▶ _Input rows_
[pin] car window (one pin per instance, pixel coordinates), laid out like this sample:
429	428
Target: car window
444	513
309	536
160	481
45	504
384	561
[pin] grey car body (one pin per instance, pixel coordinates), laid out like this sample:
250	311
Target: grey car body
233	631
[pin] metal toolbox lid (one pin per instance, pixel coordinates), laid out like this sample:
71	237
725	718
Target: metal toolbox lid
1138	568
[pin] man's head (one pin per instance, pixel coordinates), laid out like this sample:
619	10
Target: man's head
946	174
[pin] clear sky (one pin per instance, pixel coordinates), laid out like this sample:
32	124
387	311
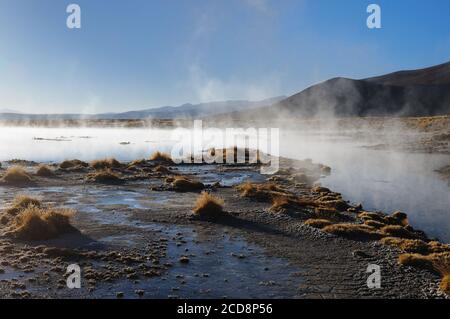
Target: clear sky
137	54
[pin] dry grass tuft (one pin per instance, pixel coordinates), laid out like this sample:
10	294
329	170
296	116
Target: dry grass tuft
34	223
407	245
374	224
209	206
282	203
263	192
138	162
163	170
161	157
397	231
73	164
372	216
107	163
104	176
353	231
44	171
16	175
318	223
184	184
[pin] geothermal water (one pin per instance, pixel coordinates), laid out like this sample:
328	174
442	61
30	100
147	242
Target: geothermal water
380	180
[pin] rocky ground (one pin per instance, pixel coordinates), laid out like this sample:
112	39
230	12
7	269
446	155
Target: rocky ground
136	236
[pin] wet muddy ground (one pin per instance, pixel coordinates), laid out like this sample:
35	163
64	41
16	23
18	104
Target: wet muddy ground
138	239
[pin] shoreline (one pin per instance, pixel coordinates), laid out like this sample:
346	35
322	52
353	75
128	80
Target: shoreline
322	265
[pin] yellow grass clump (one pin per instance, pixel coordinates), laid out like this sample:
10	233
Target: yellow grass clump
138	162
353	231
208	206
162	169
397	231
104	176
285	202
73	164
184	184
437	262
407	245
34	223
374	224
264	191
21	202
318	223
16	175
105	163
443	266
161	157
44	171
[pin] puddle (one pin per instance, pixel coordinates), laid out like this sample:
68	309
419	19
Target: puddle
220	266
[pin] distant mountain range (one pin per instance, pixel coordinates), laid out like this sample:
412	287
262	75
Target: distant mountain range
424	92
185	111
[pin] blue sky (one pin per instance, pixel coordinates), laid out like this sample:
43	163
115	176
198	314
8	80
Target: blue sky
138	54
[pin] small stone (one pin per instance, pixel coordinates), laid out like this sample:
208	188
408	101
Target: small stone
184	260
139	292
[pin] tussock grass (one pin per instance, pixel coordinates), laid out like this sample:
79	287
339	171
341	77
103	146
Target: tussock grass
372	216
138	162
163	170
161	157
397	231
436	262
318	223
396	219
333	202
374	224
208	206
353	231
285	202
104	176
263	192
73	164
407	245
44	171
184	184
21	202
16	175
107	163
34	223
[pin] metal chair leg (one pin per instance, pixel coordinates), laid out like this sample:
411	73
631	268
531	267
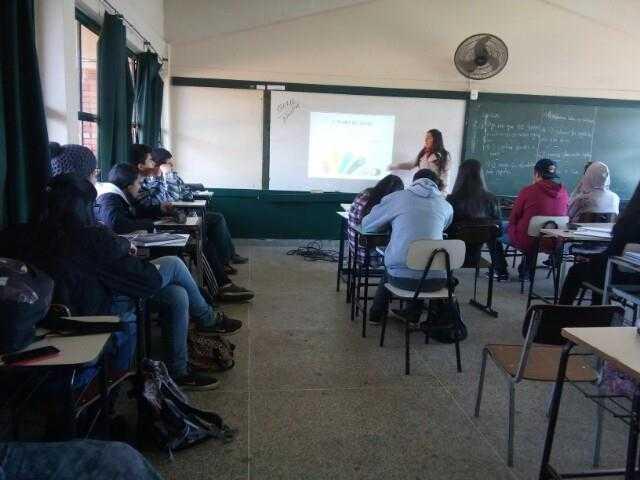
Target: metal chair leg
485	354
598	434
511	425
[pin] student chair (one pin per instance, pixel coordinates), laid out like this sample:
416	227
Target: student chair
475	235
427	255
536	224
538	358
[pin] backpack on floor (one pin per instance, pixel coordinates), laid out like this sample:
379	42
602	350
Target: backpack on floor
444	322
25	298
177	424
210	353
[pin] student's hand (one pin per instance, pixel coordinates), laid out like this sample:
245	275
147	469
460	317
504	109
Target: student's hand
166	208
166	168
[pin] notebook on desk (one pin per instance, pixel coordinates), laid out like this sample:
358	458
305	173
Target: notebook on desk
156	239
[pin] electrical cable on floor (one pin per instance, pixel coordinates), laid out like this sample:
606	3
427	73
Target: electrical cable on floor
313	252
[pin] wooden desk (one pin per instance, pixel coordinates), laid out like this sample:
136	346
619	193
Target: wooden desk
621	346
193	204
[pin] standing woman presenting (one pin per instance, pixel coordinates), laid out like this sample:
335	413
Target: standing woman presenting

▶ _Problem description_
Print every row above verbatim, leaving out the pictures.

▶ _Worked solution_
[pin] car window (one pin per instance, pixel coordinates), laid out like this sample:
429	428
Target: car window
444	513
309	536
160	481
45	504
384	561
[pin] grey car body (one pin per instance, pixel coordinates), laid out like this sample:
250	311
Target: grey car body
233	631
[pin] metal toolbox lid (one pin per instance, pixel coordinates), laid out like this sample:
71	237
725	718
Target: metal toolbox lid
1138	568
[pin] man's head (one pin per instance, pixel coordinates), laid out like this sample:
619	10
Target: man's head
946	174
[pin] clear sky (one pin per instance, pixel coordinates), laid out like this sample:
32	124
387	311
Target: clear sky
137	54
[pin] dry grass tuft (one pin per instance, pixel coordinates), laid out like this sample:
10	294
329	170
296	116
Target: dry grass tuft
34	223
407	245
374	224
209	206
282	203
263	192
138	162
163	170
161	157
397	231
73	164
372	216
107	163
104	176
353	231
44	171
16	175
318	223
184	184
[pin] geothermal water (one pin per instance, pixel coordinates), laid out like this sample:
328	174
442	61
30	100
147	242
Target: geothermal water
380	180
[pin] rocky ground (one pin per instance, pixel coordinates), laid out like this sample:
112	39
230	12
7	269
446	155
Target: rocky ground
136	236
[pin] wet muddy ground (one pin per instance, pixel coordinates), laid out like this sample:
35	163
64	41
16	23
18	104
Target: wet muddy ground
138	239
[pin] shoreline (one pin per instance, pixel coordinates), laid out like this sample:
346	35
322	52
353	75
128	80
Target: shoreline
322	265
[pin] yellow grass clump (one pin per instance, pixel coordinates), laid out like this sample:
10	233
Target: yellow grass clump
138	162
353	231
208	206
162	169
397	231
104	176
285	202
73	164
184	184
437	262
407	245
34	223
374	224
264	191
21	202
318	223
16	175
105	163
443	266
161	157
44	171
[pin] puddle (one pin per instance, pixel coordinates), laid out like this sample:
68	309
419	19
Target: puddle
220	266
[pin] distant mountain range (one pin per instance, pixel coordinates), laid out like this sample:
412	287
262	75
Target: distant mountain range
424	92
185	111
[pin] blue sky (one pin per instance, pixel coordinates), laid out like this sample:
43	163
115	176
198	314
8	80
Target: blue sky
138	54
[pin] small stone (one pin per instance, pixel coordinates), laid out like this sample:
208	188
408	101
Target: small stone
184	260
139	292
[pin] tussock grass (one pin per instance, pixel coordinates), laid out like this sample:
79	287
339	171
341	77
103	146
Target: tussock grass
372	216
138	162
163	170
161	157
397	231
436	262
318	223
396	219
333	202
374	224
208	206
353	231
285	202
104	176
263	192
73	164
407	245
44	171
184	184
21	202
16	175
107	163
34	223
[pin] metal chair leg (one pin per instance, pixel coordinates), laid out like this sample:
411	73
631	268
531	267
Target: metal chair leg
485	354
598	434
511	425
[pin] student chair (one pin per instance, pixel coordinates), laid out like this sample:
416	227
Target: student chair
475	235
427	255
536	224
538	358
[pin] backpack on floor (one pin per instance, pixel coordinates), laid out like this sample:
379	42
602	350
Target: backpack on floor
444	322
25	298
177	424
210	353
[pin] student's hand (one pin per instance, pixel coordinates), laid out like this sample:
245	275
147	469
460	317
504	109
Target: student's hand
166	208
166	168
[pin] notebook on desk (one pin per instance, pixel coordinates), laid out like this sample:
358	458
305	173
Target: notebook on desk
156	239
[pin] electrical cable on floor (one pin per instance, pixel coordinates), laid out like this sample:
606	3
427	73
Target: electrical cable on floor
313	252
[pin] wooden desk (one pin per instance, pixel coordinates), laid out like this sample:
136	346
619	193
Target: wooden desk
621	346
193	204
[pin] standing woman presenting (one pin per instance, pixel coordinates), laid out like this sample:
335	413
Target: standing woman presenting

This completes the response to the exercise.